> _EXTRAIT FOURNI_:
----------

Elle poursuit, faisant le lien entre l’évolution des milieux naturels et ses propres observations sur le terrain.
« Le soir, surtout après 19h, en traversant les zones marécageuses, on peut voir les grenouilles sauter dans tous les sens. Malheureusement, la déforestation et la faim nous poussent à cultiver la brousse, détruisant ainsi leur habitat naturel. Pourtant, ces grenouilles nous aident en éliminant les moustiques responsables de la malaria », explique-elle.

Les grenouilles consomment de grandes quantités d’insectes, ce qui en fait les agentes parfaites de la lutte antiparasitaire naturelle! Elles jouent un rôle important dans le contrôle des populations d’insectes, y compris des moustiques porteurs de maladies comme la malaria et la dengue. En contrôlant ces populations d’insectes, les grenouilles contribuent indirectement à prévenir la transmission de ces maladies mortelles.
De son côté, Linda Mushayuma, une jeune activiste passionnée, a témoigné de sa découverte et de sa nouvelle détermination.
« Je suis très heureuse d’avoir participé à cette activité. J’ai appris tellement de choses sur les grenouilles que j’ignorais totalement. Aujourd’hui, je veux inviter toutes les jeunes filles à rejoindre cette lutte pour la protection de ces êtres essentiels qui disparaissent peu à peu », confie Linda.
Les grenouilles, des amies des paysans
Pour renforcer la sensibilisation, Badibabusire Albert, également engagé dans l’action, a tenu à déconstruire certains préjugés profondément enracinés dans les communautés rurales.

« Contrairement à ce que beaucoup pensent, les grenouilles ne mangent pas les plantations. Elles préfèrent se nourrir d’insectes nuisibles qui ravagent les cultures. Elles sont donc des alliées précieuses pour nous, agriculteurs », rappelle-il avec insistance.
Mais l’importance des grenouilles ne s’arrête pas à l’agriculture. Plusieurs espèces d’amphibiens recèlent également un potentiel médical considérable, comme l’explique Albert en ajoutant :
« Pour nous, paysans qui utilisons encore la médecine traditionnelle, les grenouilles sont des ressources incroyables. Leur disparition serait une perte inestimable. »
Quant à Daniel Cirimwami, il revient sur le choix stratégique d’organiser la sensibilisation à Mbobero, précisant :
« Nous avons ciblé les cultivateurs de cette zone car ils vivent chaque jour au contact des marécages. Ce sont eux qui peuvent constater, parfois sans le savoir, la disparition progressive de ces espèces rares. »

----------

> _CONSIGNE A_: Extrayez du texte sur les grenouilles le passage qui va de « Les grenouilles, des » jusqu'à « les communautés rurales. », sans rien y changer.
> _CONSIGNE B_:
Répondez, s'il vous plaît, à ces questions sur le texte sur les grenouilles :
(i) Surtout après quelle heure peut-on voir les grenouilles sauter en traversant les zones marécageuses ?
(ii) Dans quelle localité la sensibilisation a-t-elle été organisée ?
(iii) Selon Badibabusire Albert, de quoi les grenouilles préfèrent-elles se nourrir ?
> _CONSIGNE C_: Poursuivez le texte sur les grenouilles à partir de sa dernière phrase.

----------

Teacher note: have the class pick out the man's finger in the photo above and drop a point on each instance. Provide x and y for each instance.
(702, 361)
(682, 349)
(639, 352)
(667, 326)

----------

> _RÉSULTAT A_:
Les grenouilles, des amies des paysans
Pour renforcer la sensibilisation, Badibabusire Albert, également engagé dans l’action, a tenu à déconstruire certains préjugés profondément enracinés dans les communautés rurales.

> _RÉSULTAT B_:
(i) Après 19h.
(ii) À Mbobero.
(iii) D'insectes nuisibles qui ravagent les cultures.

> _RÉSULTAT C_:
Hélas, cette menace est bien réelle. Jacques Assumani, point focal de Save The Frogs en RDC, tire la sonnette d’alarme. Il explique que la déforestation, la pollution des eaux par les plastiques et pesticides, ainsi que les effets du changement climatique, détruisent les habitats naturels des grenouilles, mettant leur survie en péril. Il insiste :
« La disparition des grenouilles serait une double tragédie : écologique, car elles sont des piliers de nos écosystèmes, mais aussi sociale, car nos communautés dépendent d’écosystèmes sains pour leur survie. »

Peut-on encore sauver les grenouilles ?
Pour répondre à ce défi, des solutions existent. Jacques Assumani en appelle à la responsabilité collective.
« Sensibiliser les populations, restaurer les habitats naturels, promouvoir des pratiques agricoles durables et lutter contre la pollution sont autant de gestes essentiels. Chaque action, même petite, compte », dit-il.
Heureusement, l’espoir n’est pas vain. À Kalengera, dans la périphérie de Bukavu, une autre campagne de sensibilisation menée auprès des exploitants de marais montre que le changement est possible. Par la mobilisation communautaire, l’éducation et des gestes concrets, il est encore temps de sauver ces espèces emblématiques.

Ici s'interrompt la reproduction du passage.